◆ **DATA SUPPLIED**:
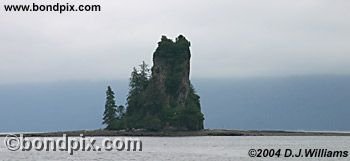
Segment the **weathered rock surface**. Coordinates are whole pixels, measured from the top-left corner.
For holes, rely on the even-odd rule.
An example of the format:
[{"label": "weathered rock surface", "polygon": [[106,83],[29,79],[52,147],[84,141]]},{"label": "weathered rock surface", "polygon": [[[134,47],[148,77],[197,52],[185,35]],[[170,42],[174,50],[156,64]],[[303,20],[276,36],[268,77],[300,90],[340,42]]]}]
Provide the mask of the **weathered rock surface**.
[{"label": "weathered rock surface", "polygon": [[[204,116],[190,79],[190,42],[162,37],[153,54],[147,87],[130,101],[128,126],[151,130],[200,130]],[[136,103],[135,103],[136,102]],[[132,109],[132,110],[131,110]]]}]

◆ **WORK TO COMPLETE**: Look above for the line holding "For holes, rely on the even-odd rule.". Print it and every line after it, exactly, through the line holding "An example of".

◆ **RESULT FOR THIS TASK**:
For holes, rely on the even-odd rule.
An example of the format:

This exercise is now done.